* [Task brief]
A faithful copy of the data, pictures omitted, is the required answer.

[Natural language region descriptions]
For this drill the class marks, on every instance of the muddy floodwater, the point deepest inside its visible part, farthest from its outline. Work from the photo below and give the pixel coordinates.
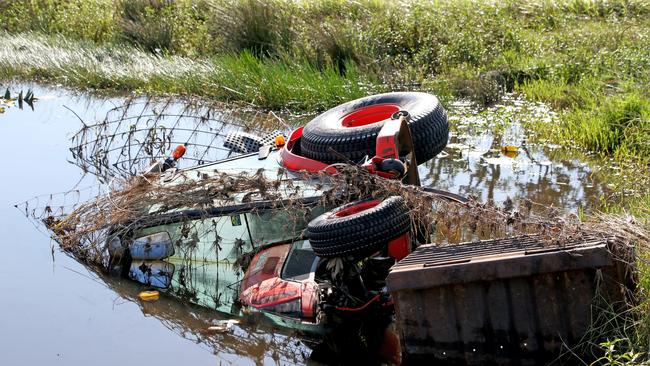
(54, 311)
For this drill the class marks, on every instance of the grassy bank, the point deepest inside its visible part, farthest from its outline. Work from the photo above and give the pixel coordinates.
(588, 59)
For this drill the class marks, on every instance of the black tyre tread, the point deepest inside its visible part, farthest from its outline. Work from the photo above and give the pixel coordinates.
(359, 234)
(429, 129)
(393, 206)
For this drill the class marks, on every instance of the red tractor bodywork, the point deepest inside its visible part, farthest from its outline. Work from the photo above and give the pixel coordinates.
(393, 142)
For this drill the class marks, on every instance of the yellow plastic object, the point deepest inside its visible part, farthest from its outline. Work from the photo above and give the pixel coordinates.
(280, 140)
(149, 295)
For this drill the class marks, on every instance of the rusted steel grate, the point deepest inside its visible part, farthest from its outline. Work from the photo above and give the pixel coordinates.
(506, 301)
(433, 255)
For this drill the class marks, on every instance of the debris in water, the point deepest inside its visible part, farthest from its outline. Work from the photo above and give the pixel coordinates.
(149, 295)
(223, 326)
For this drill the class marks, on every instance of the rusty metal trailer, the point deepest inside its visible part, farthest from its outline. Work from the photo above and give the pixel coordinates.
(508, 301)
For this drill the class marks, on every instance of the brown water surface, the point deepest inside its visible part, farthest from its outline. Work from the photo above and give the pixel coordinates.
(55, 311)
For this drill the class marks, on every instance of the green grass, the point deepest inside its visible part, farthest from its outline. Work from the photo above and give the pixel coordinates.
(269, 83)
(589, 60)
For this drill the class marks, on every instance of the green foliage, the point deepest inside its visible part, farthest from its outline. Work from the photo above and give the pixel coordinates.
(589, 59)
(91, 20)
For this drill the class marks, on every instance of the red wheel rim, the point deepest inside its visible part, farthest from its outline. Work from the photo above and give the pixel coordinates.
(355, 209)
(369, 115)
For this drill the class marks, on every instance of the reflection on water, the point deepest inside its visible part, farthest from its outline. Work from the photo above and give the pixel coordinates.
(473, 163)
(249, 342)
(476, 162)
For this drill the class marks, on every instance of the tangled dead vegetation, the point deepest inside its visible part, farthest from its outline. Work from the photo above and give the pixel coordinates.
(144, 200)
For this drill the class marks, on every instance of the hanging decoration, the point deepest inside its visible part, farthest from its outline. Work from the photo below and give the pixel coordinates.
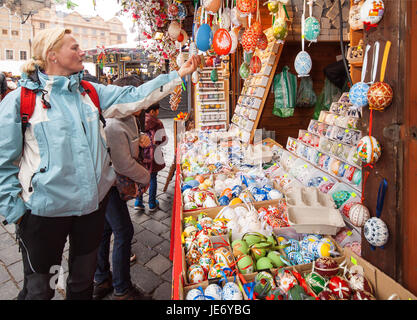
(303, 63)
(312, 25)
(371, 13)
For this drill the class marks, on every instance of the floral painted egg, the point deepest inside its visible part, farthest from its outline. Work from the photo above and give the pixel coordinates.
(280, 29)
(303, 64)
(339, 287)
(358, 214)
(327, 295)
(231, 291)
(192, 256)
(372, 11)
(194, 294)
(376, 232)
(380, 96)
(212, 6)
(222, 42)
(362, 295)
(285, 280)
(264, 283)
(262, 42)
(316, 282)
(369, 149)
(255, 64)
(213, 292)
(244, 70)
(326, 267)
(206, 261)
(358, 281)
(312, 29)
(195, 274)
(204, 37)
(358, 94)
(222, 255)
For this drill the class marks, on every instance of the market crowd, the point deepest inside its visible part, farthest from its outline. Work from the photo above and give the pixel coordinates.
(73, 152)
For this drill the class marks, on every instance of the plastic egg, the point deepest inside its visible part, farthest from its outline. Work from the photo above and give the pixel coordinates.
(213, 292)
(359, 214)
(194, 294)
(303, 64)
(312, 29)
(372, 11)
(204, 37)
(369, 149)
(231, 291)
(376, 232)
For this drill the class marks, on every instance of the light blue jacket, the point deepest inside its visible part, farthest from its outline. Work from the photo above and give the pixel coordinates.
(65, 169)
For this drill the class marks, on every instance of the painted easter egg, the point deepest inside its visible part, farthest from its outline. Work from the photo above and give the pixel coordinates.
(376, 232)
(369, 149)
(303, 64)
(358, 94)
(312, 29)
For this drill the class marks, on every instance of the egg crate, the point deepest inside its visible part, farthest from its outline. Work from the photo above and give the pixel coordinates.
(311, 211)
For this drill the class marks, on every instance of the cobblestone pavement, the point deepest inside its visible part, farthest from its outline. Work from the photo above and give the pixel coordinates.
(151, 243)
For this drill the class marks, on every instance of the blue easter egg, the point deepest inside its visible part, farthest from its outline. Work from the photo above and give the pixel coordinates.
(358, 94)
(312, 29)
(303, 64)
(204, 37)
(224, 200)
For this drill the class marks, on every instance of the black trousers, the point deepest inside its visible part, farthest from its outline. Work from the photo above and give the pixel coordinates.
(42, 241)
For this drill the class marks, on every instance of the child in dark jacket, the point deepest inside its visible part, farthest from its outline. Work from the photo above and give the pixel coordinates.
(153, 158)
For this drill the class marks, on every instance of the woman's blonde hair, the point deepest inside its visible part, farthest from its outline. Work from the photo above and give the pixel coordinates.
(44, 41)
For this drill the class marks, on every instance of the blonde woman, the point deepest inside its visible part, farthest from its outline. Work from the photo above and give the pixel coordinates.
(55, 177)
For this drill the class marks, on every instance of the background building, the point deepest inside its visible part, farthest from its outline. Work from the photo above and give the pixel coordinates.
(16, 37)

* [Output for this exercise]
For this drill the class marks, on every instance of the muddy floodwater, the point deepest inside its visible part, farthest from its outline. Work from the photo below and give the pixel coordinates.
(54, 311)
For this drill the class marks, on every instance of the grassy bank, the point deepest inside its visible part, farthest from its outline. Work from the photo above and give the pixel coordinates.
(588, 59)
For this drill the class marks, on every instance of the black tyre tread, the point deepest inside its visible part, farthest from its outline. Work from the photo above and give the pixel coordinates.
(359, 234)
(429, 129)
(393, 206)
For this drill the class marks, on every instance of the red tractor bodywork, the point deepest inside its visible part, farthest from its outline. Work from the photo above and give the pixel coordinates.
(393, 142)
For this drill the class marks, on every instance of the yellow plastic object, the point deepest inside its visible part, farthest from its outline. Work from the photo above and give the pixel coordinates.
(280, 140)
(149, 295)
For this drill the class marks, on every instance of the rusted steel grate, the point deepest inside its visible part, farthest from its outline. Work from the photo above and give the pixel coordinates.
(506, 301)
(433, 255)
For this drill the class marks, on every instance of the debris in water, the point deepest inside its visible part, farthest from its outline. Work from the photo above and give the pixel coordinates.
(149, 295)
(223, 326)
For this drill the class marks, on every instance of the rusty metal trailer, the point deepest inside its visible part, farthest from its outline. Work from the photo above and give the pixel coordinates.
(508, 301)
For this drill the class marks, on every instance of the brown water surface, the point deepest inside its visible part, farthest from its outline. Work from the photo above and give the pixel coordinates.
(55, 311)
For this drill the class marks, on every instance of the green grass, the point deepest inside its visible part, farthest from its outline. Work from the photo above and give the pixel coordinates.
(269, 83)
(589, 60)
For this drill the class marks, on every instance of the green foliage, the point deepest inside its visible part, farthest from its outline. Work from the photo above and give the pixel coordinates.
(589, 59)
(91, 20)
For this drill the class marks, on every instance of the red wheel rim, the point deepest inside its visible part, farthest from its outline. Work from the photo above and give the pixel coordinates.
(355, 209)
(369, 115)
For this drill the class marks, on every instance of the reflection on water, the point deepest inside its visible part, farthest from its outline. Work from the photo above and give the pixel coordinates.
(473, 163)
(249, 342)
(476, 162)
For this drill the class marks, on every instance of the tangled dead vegetation, the point deepest inside its visible part, farthest from its outline. Work from the photo above and give the pixel coordinates.
(144, 200)
For this drill the class marks, on every instance of the hanging decoration, the point deepest inside its visible part, farthest from its outline. Work from the photo below and give the pixel coordinates.
(303, 63)
(312, 25)
(371, 13)
For this drill the class marks, on every instance of the floral painted egg, the point deepest inside its visible part, farthest from its outline. Work from the photo above and give the pixel coordinates.
(280, 29)
(303, 64)
(339, 287)
(358, 214)
(327, 295)
(231, 291)
(192, 256)
(372, 11)
(194, 294)
(376, 232)
(380, 96)
(212, 6)
(222, 42)
(362, 295)
(285, 280)
(264, 283)
(262, 42)
(316, 282)
(369, 149)
(255, 64)
(213, 292)
(244, 70)
(326, 267)
(206, 261)
(358, 281)
(312, 29)
(195, 274)
(204, 37)
(358, 94)
(222, 255)
For this drill the class marks, on every instance of the market crowd, the point deepest inside its visible part, farthest from its outline. Work from the photo above and give the pixel coordinates.
(73, 152)
For this drill the class marks, on every instance of the plastic egg, the point deepest inside its visible part, farthest from its outline. Work from the photo above and give the pixel coordinates.
(213, 292)
(359, 214)
(194, 294)
(303, 64)
(312, 29)
(372, 11)
(204, 37)
(369, 149)
(231, 291)
(376, 232)
For this drill the class marks, on every instance of the light blue jacket, the point deepest inside its visible part, farthest from its outline. Work from the photo above and give the pixel coordinates.
(65, 169)
For this drill the class marks, on every instance of the painted easter egg, the point deepest inside its visible part, farthest from its outline. Work from the photo above and give the pixel coordinates.
(376, 232)
(369, 149)
(303, 64)
(358, 94)
(312, 29)
For this drill the class marks, on every instance of the egg crate, the point deepest inside its visible part, farthest from its outline. Work from the photo above and give the pixel coordinates.
(311, 211)
For this drill the class marks, on every instance of the cobblestone pavement, the point deepest inside its visible part, farthest from its outline. Work from the photo above and give the pixel coordinates.
(151, 243)
For this drill the class marks, on every instance of the blue easter egg, the point deepest inside its visible part, farthest from its outline. Work from the photo above and give the pixel coordinates.
(358, 94)
(312, 29)
(303, 64)
(204, 37)
(224, 200)
For this drill the class marks, on every instance of the black trousers, the point deepest inside its visible part, farthest from its outline. Work from the photo above and give the pixel coordinates.
(42, 241)
For this drill the class marks, on every instance of the child in dark jacket, the point deepest inside its visible part, farthest from its outline. Work from the photo above and give the pixel coordinates.
(153, 158)
For this drill the class marks, on every instance of the woman's blonde hair, the point deepest inside its visible part, farthest from its outline. Work from the photo above and give the pixel coordinates.
(44, 41)
For this drill the class marks, on every instance of the blonde woman, the point deepest inside its visible part, farthest from its outline. Work from the photo above and give the pixel coordinates.
(55, 177)
For this drill the class marks, on every instance of the background building, the point deepest inside its visible part, farthest from its outline. Work from the photo above and give the pixel coordinates.
(16, 37)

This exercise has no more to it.